-- STATED GOAL --
Please quote these lines exactly as they appear, from the very first line through the line holding "(1204, 370)", with both ends included.

>> START DATA EXTRACT

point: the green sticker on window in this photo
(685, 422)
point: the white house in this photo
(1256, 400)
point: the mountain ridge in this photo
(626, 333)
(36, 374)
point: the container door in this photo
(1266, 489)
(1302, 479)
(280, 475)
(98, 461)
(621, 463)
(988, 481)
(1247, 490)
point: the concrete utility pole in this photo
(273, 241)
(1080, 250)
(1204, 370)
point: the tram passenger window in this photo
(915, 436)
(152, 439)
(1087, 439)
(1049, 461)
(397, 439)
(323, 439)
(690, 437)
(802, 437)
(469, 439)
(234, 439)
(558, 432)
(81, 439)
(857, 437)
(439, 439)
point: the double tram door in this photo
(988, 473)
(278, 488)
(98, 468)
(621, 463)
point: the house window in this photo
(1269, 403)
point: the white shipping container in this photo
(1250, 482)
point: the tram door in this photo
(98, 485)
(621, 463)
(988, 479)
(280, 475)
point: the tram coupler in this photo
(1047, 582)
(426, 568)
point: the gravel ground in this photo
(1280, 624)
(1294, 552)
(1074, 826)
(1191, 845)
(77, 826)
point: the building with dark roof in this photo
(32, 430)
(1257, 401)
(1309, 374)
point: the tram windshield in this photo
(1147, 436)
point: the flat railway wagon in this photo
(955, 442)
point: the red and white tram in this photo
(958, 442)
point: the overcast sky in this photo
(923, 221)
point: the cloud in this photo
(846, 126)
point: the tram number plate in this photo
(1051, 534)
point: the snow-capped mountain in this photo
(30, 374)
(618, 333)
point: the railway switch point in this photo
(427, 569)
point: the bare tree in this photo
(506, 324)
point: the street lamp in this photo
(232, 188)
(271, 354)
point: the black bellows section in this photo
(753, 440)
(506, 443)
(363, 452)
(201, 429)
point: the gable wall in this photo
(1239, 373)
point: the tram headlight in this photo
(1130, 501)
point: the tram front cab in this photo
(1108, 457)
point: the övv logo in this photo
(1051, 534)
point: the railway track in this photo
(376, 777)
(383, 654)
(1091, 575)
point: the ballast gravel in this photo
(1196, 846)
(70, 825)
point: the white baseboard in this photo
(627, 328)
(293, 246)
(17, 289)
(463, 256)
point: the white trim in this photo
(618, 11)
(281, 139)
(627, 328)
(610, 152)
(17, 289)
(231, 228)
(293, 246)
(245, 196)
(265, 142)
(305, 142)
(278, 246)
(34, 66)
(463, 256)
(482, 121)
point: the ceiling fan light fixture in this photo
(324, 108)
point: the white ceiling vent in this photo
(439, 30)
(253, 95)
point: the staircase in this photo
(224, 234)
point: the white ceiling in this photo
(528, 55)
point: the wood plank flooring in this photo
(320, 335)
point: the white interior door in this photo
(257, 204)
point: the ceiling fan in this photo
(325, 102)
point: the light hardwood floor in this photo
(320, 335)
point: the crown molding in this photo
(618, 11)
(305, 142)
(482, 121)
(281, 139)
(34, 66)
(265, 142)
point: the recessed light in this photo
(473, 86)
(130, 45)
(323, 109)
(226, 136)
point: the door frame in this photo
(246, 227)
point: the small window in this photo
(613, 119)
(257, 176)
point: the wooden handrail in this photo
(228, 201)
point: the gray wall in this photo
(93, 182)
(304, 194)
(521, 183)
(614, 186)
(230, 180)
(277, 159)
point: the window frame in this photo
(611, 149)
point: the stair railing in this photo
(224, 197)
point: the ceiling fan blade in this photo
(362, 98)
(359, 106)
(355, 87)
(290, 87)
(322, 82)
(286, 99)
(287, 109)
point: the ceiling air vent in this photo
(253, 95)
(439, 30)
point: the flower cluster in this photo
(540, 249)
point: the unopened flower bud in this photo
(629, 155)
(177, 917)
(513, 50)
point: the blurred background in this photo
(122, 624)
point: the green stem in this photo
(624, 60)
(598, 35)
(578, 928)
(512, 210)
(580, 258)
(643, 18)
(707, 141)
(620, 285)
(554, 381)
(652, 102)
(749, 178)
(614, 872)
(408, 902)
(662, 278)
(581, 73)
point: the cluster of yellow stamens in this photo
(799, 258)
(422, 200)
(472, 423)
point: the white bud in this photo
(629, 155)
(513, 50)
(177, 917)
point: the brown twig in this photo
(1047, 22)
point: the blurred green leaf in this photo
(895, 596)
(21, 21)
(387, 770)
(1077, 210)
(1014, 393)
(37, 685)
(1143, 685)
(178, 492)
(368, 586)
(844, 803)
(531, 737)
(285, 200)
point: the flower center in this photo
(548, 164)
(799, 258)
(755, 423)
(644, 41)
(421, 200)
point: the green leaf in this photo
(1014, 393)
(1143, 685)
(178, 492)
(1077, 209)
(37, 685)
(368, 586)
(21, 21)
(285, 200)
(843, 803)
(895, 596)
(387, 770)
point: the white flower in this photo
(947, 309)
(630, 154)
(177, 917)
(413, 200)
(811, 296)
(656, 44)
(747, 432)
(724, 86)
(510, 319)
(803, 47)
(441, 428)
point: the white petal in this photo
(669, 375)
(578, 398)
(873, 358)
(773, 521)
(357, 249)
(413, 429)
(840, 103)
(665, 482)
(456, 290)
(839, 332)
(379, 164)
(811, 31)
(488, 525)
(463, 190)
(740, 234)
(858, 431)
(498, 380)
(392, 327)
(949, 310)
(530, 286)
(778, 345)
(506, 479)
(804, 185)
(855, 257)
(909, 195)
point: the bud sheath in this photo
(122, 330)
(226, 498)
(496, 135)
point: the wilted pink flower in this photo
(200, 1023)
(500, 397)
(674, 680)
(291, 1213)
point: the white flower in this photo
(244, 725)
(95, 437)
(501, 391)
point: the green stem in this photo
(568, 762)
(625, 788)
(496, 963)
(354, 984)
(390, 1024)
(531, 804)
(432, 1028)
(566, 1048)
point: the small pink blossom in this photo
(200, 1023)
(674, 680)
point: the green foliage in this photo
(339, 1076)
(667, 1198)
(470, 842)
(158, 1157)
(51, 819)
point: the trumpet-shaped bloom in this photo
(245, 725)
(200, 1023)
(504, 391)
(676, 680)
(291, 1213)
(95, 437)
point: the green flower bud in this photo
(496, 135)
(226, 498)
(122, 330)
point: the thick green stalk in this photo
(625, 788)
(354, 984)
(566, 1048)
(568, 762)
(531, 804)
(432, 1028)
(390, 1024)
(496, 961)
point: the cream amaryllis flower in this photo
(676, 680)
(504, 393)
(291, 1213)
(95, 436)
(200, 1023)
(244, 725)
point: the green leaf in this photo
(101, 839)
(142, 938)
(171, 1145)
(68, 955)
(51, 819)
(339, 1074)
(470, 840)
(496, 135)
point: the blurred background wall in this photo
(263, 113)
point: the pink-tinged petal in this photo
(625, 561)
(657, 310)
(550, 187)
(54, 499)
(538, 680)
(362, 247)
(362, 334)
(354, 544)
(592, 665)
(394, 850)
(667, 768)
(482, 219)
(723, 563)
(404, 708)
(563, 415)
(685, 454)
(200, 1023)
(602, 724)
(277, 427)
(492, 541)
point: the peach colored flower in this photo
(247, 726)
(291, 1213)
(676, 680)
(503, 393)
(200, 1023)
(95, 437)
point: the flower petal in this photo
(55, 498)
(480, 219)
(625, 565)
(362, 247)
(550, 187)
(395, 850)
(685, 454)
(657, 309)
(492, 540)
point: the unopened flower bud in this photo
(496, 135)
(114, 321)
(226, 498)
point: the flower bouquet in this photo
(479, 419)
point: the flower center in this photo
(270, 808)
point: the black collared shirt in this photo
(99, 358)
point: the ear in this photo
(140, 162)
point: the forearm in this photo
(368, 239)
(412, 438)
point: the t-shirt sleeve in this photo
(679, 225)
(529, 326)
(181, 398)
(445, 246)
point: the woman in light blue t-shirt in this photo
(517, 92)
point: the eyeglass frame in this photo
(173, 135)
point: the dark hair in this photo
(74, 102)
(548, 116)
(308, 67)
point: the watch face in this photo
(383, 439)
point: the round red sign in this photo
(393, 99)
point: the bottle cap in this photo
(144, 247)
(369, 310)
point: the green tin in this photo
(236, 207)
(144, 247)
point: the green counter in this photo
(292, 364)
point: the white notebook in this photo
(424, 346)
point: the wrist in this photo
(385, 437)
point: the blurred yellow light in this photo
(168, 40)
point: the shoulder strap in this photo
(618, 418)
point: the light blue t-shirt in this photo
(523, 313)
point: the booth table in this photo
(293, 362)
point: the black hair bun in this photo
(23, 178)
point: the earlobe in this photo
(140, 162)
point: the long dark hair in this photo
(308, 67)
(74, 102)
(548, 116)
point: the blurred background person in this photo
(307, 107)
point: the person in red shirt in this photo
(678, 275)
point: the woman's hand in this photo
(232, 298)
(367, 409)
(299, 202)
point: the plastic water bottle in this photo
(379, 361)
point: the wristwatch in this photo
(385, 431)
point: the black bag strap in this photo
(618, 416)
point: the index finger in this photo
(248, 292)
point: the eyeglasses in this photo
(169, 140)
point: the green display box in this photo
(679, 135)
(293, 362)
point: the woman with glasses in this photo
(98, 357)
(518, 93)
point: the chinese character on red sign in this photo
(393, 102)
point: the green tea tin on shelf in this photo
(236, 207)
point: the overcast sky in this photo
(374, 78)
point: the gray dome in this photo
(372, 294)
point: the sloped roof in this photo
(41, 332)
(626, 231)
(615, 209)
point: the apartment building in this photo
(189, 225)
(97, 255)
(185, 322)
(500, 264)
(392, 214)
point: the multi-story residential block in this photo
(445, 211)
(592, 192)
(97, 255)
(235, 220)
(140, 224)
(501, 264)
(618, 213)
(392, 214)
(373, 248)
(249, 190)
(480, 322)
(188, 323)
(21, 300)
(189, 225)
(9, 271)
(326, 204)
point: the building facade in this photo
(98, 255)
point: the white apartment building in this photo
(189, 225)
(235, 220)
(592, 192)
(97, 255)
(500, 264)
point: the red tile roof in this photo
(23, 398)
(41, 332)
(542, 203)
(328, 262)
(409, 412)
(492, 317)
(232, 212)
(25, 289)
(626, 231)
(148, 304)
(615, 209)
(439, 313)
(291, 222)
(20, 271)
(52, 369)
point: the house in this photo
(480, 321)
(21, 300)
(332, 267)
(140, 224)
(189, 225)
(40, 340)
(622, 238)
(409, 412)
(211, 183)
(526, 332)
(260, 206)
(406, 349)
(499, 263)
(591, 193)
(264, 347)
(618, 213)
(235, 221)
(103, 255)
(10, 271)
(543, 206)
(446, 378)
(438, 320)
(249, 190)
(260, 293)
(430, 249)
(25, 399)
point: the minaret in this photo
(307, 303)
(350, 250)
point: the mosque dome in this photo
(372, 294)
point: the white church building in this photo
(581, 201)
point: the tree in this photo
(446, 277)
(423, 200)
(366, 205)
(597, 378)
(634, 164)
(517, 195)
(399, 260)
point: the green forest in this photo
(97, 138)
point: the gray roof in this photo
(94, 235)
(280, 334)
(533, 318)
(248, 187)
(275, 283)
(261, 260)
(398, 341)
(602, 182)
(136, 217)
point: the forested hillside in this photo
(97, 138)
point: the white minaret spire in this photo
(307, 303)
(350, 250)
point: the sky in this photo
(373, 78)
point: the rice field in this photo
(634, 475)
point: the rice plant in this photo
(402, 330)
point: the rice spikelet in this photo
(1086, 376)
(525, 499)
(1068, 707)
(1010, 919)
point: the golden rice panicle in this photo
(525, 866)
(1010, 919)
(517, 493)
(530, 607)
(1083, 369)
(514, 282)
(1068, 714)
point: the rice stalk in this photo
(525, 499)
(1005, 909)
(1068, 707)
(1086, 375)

>> END DATA EXTRACT

-- ANSWER TO THE EXERCISE --
point: the green sticker on window in this photo
(685, 422)
point: the white house in this photo
(1256, 400)
point: the mountain ridge in this photo
(626, 333)
(36, 374)
point: the container door in this photo
(1266, 489)
(1302, 479)
(280, 475)
(98, 461)
(621, 463)
(988, 481)
(1247, 490)
point: the concrete utility pole in this photo
(273, 241)
(1080, 250)
(1204, 370)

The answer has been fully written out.